Region pointing data:
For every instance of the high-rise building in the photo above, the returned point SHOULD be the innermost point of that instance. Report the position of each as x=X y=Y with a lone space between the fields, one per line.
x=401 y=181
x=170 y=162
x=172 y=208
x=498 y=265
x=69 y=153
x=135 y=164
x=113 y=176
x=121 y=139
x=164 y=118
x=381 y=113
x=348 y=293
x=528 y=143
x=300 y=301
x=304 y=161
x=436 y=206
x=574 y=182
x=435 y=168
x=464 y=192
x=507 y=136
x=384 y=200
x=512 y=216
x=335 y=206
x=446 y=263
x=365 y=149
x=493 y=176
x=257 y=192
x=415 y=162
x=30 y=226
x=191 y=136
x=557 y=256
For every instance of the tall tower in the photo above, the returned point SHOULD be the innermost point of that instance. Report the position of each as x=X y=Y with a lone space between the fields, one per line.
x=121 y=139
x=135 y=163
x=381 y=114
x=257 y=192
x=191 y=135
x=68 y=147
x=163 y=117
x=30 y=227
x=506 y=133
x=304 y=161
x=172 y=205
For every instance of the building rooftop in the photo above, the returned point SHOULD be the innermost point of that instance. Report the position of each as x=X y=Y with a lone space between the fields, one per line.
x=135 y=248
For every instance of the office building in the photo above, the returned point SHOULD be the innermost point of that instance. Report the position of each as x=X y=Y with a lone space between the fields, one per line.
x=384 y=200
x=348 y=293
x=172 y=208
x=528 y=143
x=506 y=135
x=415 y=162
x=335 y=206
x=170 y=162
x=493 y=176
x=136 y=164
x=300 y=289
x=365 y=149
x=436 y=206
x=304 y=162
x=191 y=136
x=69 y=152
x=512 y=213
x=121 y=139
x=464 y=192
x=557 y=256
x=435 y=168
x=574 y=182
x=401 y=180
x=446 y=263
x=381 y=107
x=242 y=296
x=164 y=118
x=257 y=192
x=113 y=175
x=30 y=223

Problem to work on: Return the records in full, exactly as they read.

Response area:
For every instance of the high-rise building in the photo above, the returned point SHOULD be the innermost point of that instance. Report the position of each as x=X y=Y with a lone space between the fields, one per line.
x=401 y=181
x=170 y=162
x=172 y=208
x=498 y=265
x=69 y=153
x=135 y=164
x=113 y=176
x=121 y=139
x=164 y=118
x=381 y=113
x=348 y=293
x=528 y=143
x=300 y=301
x=304 y=161
x=436 y=206
x=574 y=182
x=435 y=168
x=464 y=192
x=507 y=136
x=384 y=200
x=512 y=216
x=335 y=206
x=446 y=263
x=365 y=149
x=493 y=176
x=257 y=192
x=415 y=162
x=30 y=226
x=191 y=136
x=557 y=256
For every instance of the tall tower in the photo above, the returned point SHOULD be the innermost point of that instance. Report the position of each as x=X y=Y with a lone space between the fields, one per line.
x=121 y=139
x=135 y=163
x=381 y=114
x=257 y=192
x=191 y=135
x=68 y=147
x=163 y=117
x=30 y=227
x=506 y=133
x=304 y=161
x=172 y=205
For every instance of the building rooftop in the photo above, the returned point SHOULD be the innermost point of that instance. Report the position of each as x=X y=Y with a lone space between the fields, one per line.
x=135 y=248
For every instance of the office building in the photo above, the returned point SHOULD be the innermost point of that instance. Report the position of each as x=X y=Y with a lone space between the fields, one per line.
x=384 y=200
x=348 y=293
x=172 y=208
x=528 y=143
x=506 y=135
x=415 y=162
x=335 y=206
x=170 y=162
x=493 y=176
x=136 y=164
x=300 y=289
x=365 y=149
x=436 y=206
x=304 y=162
x=191 y=136
x=69 y=152
x=512 y=213
x=121 y=139
x=464 y=192
x=557 y=256
x=435 y=168
x=574 y=182
x=401 y=180
x=446 y=263
x=381 y=107
x=242 y=296
x=164 y=118
x=257 y=192
x=113 y=175
x=30 y=223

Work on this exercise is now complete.